---------- Text segment ----------
It expects students to write about the surface features of the Pacific Ocean floor in detail.
The Pacific Ocean is the largest and deepest ocean on Earth. It spans 60 million square miles from California to China, and in certain regions extends tens of thousands of feet below the surface of the water. Much of the ocean is still waiting to be explored, but human activities like industrial fishing, deep-sea mining, and fossil fuel burning are already changing it in a significant way. The vast body of water is home to some of the unique life forms on Earth and contains the deepest trenches known to humankind.
The Pacific basin can be divided into three major physiographic regions: Eastern, western, and central Pacific regions.
- Eastern region: The eastern Pacific region, which extends southward from Alaska to Tierra del Fuego, is relatively narrow and is associated with the American cordilleran system of almost unbroken mountain chains, the coastal ranges of which rise steeply from the western shores of North and South America.
---------- Source data ----------
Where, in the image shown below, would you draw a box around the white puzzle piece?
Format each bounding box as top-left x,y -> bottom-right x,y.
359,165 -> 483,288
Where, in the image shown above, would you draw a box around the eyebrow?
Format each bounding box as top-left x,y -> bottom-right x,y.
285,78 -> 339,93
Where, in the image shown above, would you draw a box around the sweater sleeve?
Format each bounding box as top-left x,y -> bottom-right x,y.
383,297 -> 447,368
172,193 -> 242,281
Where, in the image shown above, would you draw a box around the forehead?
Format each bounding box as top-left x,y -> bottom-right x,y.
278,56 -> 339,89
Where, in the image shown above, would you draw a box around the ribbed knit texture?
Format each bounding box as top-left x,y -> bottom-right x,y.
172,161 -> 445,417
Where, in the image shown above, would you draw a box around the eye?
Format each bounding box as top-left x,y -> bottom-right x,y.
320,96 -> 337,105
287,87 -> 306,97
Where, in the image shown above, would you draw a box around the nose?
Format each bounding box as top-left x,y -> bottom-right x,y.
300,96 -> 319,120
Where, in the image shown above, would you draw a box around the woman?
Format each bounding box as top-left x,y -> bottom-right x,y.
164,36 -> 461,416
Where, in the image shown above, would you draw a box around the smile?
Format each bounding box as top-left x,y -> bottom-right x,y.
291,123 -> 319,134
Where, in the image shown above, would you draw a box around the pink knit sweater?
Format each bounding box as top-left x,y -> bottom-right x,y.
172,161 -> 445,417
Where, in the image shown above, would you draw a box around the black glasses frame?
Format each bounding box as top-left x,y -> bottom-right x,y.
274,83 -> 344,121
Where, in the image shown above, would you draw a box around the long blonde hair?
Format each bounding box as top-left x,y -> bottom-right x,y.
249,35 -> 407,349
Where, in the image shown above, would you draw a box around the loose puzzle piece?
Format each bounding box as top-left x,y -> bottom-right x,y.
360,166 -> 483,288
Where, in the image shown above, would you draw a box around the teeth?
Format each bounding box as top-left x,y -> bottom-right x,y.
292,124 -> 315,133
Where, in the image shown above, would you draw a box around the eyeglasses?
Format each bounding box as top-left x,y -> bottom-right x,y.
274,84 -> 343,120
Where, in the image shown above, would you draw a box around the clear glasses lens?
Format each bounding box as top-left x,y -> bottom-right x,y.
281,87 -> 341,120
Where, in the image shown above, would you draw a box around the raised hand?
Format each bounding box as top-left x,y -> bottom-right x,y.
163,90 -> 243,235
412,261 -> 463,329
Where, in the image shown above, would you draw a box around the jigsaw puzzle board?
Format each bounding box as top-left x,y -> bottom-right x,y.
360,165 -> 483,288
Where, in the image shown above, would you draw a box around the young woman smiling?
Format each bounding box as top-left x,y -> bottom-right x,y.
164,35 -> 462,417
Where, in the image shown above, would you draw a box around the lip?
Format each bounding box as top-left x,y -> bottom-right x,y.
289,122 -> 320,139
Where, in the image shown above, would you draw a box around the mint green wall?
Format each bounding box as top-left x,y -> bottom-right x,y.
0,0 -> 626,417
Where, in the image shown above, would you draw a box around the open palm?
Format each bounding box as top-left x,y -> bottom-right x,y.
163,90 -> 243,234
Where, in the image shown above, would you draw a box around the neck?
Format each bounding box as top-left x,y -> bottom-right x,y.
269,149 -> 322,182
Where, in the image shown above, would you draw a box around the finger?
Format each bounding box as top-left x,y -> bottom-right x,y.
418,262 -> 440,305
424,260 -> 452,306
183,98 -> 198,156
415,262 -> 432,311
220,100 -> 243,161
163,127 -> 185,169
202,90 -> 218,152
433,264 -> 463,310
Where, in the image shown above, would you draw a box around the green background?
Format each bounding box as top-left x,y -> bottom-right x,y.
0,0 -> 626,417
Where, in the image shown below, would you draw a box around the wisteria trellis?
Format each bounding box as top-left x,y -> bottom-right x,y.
----------
Exercise set =
#1 Please update the Pacific Ocean text: begin at the words "The Pacific Ocean is" and stop after "central Pacific regions.". In that span, replace "trenches" with "chasms".
#2 Extend the Pacific Ocean text past its last sentence.
The entries have nothing to do with the Pacific Ocean text.

Answers below =
#1
The Pacific Ocean is the largest and deepest ocean on Earth. It spans 60 million square miles from California to China, and in certain regions extends tens of thousands of feet below the surface of the water. Much of the ocean is still waiting to be explored, but human activities like industrial fishing, deep-sea mining, and fossil fuel burning are already changing it in a significant way. The vast body of water is home to some of the unique life forms on Earth and contains the deepest chasms known to humankind.
The Pacific basin can be divided into three major physiographic regions: Eastern, western, and central Pacific regions.

#2
- Western region: The seaward boundary of the western Pacific region is marked by a broken line of oceanic trenches, extending from the Aleutian Trench in the north through the Kuril and Japan trenches and southward to the Tonga and Kermadec trenches, terminating close to the northeast of North Island, New Zealand.
- Central region: The central Pacific region lies between the boundaries of the eastern and western regions. The largest and the most geologically stable of the structural provinces of the Earth’s crust.
When we send the probe to explore Ocean floor, beneath the smooth ocean surface extends an underwater landscape as complex as anything we might find on land.
- Continental Shelf: Along the Pacific shore, generally, the coast rises abruptly from a deep seafloor to mountain heights on land, and there is a narrow continental shelf. Example are the Baltic on North Sea, Yellow and East China sea.
- Continental Slope: The main features of the Pacific Ocean floor is the continental slopes. It is an area of relatively shallow water, usually less than a few hundred feet deep, that surrounds land. The waters along the continental shelf are usually productive, both from light and nutrients from upwelling and runoff.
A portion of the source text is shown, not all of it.